:: Extrait de page ::
——
Il est tout de même significatif que la droite décide de s’appeler parti Les Républicains et que nombreux sont au PS qui proposent (Valls,Macron, Mignard...) de changer le nom de leur parti en Parti Démocrate. L’américanisation va de pair avec la liquidation de la gauche et du vote populaire. Il ne manque plus « en direct », que le Super-Tuesday. Au fait, comment dit-on « Independence Day » en français ?

EXPROPRIATION DES MILITANTS, PRIME A LA DÉSORGANISATION POLITIQUE

Notons aussi combien les primaires sont insultantes pour les militants politiques.
Ceux-ci se dépensent sans compter pour leurs convictions, ils sont les meilleurs des citoyens puisqu’ils s’engagent, sacrifient beaucoup pour leurs idées, comprennent la nécessité de l’action collective, font vivre la vraie fraternité qui est celle du combat partagé et voilà que les primaires et leurs partisans – ah ! Cohn-Bendit !.... – expliquent que les militants sont des primates bons à coller des affiches mais incapables de saisir, prisonniers qu’ils sont de leurs convictions, quel est le candidat le mieux placé pour gagner et surtout, pour faire gagner des idées. Cette vision de course hippique vulgaire et stupide est en plus totalement fausse : preuve en est, les deux primaires de la gauche : la mieux placée, Ségolène Royal a perdu. Quand à Hollande il est la démonstration du caractère modérateur et « droitisant » des primaires : le bobo, ce petit-bourgeois moderne qui « Bat des mains, foule aux pieds, bâille, dit oui, dit non, N’a jamais de figure et n’a jamais de nom « (Victor Hugo), choisit ou croit choisir le plus lisse, le plus incolore et le plus dépourvu de saveur pour....gagner ! Il suit ce faisant comme un mouton... les chiens de garde médiatiques du capital qui lui désignent par avance, sondages et unes inspirées à l’appui, le « bon » candidat. Avec le résultat que nous voyons depuis quatre ans : un président qui nous amène au fascisme dur ou au fascisme mou.
——
:: Données fournies ::
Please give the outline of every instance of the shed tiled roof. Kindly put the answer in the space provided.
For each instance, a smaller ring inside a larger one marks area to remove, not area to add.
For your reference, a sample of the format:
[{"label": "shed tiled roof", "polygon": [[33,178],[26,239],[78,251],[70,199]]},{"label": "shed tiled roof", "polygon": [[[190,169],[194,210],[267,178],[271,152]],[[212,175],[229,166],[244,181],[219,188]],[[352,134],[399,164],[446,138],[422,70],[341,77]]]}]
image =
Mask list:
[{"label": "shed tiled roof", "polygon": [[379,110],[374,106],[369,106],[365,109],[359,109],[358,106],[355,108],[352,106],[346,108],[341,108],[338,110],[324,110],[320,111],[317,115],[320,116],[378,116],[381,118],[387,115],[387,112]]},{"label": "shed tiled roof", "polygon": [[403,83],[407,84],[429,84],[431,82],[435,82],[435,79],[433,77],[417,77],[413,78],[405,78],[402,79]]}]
——
:: Tâches à réaliser ::
1. Pour chacune des affirmations (a), (b) et (c), dites si l'extrait sur les primaires la confirme, en répondant par oui ou non et en citant les mots exacts de l'extrait qui tranchent. (a) La droite a choisi de s'appeler parti Les Républicains. (b) Ségolène Royal a remporté la primaire de la gauche. (c) Les primaires sont présentées comme insultantes pour les militants politiques.
2. Rédigez la suite de l'extrait sur les primaires à partir de sa dernière phrase, s'il vous plaît.
Les lignes ne sont pas nécessaires ici.

:: Réponses aux tâches ::
1.
(a) Oui : « la droite décide de s’appeler parti Les Républicains ».
(b) Non : « la mieux placée, Ségolène Royal a perdu ».
(c) Oui : « les primaires sont insultantes pour les militants politiques ».

2.
Et comme par hasard, c’est au moment même où se déploie un grand mouvement ouvrier (Goodyear, Air France...), paysan, artisan (lutte contre l’uberisation néolibérale) et étudiant, porteur de démocratie réelle, que certains ténors nocturnes prônent la « non revendication », l’apolitisme organisationnel, pendant que certains « communistes » déclament contre l’organisation et contre le centralisme démocratique. Comme si les sympathiques occupations de Place ne pouvaient pas se penser comme un moyen de plus au service du combat de classe anticapitaliste, au lieu de se présenter en alternative, encensée par les médias, à cette « archaïque » lutte des classes menée à l’entreprise et dans la rue, porteuse de cahiers de revendication fédérateurs, menaçante pour la « construction » européenne capitaliste et objectivement porteuse d’un changement politique que la vraie gauche militante et communiste se doit de proposer, le peuple restant juge en dernière instance... Faut-il d’ailleurs s’étonner que Pierre Laurent, le patron à la fois du PCF muté et du Parti de la Gauche Européenne, se fasse désormais le champion de la « primaire à gauche »... histoire d’éliminer avant le 1er tour (en échange de quelques strapontins parlementaires concédés par le PS ?) toute forme de candidature susceptible de nuire au monopole présidentiel du PS ?

POLITIQUE MODERNE : RETOUR A L’ÈRE QUATERNAIRE SVP !

Bref les primaires prétendent

* donner la parole aux citoyens : faux.
* Vaincre l’abstention : faux.
* Combattre le FN : faux.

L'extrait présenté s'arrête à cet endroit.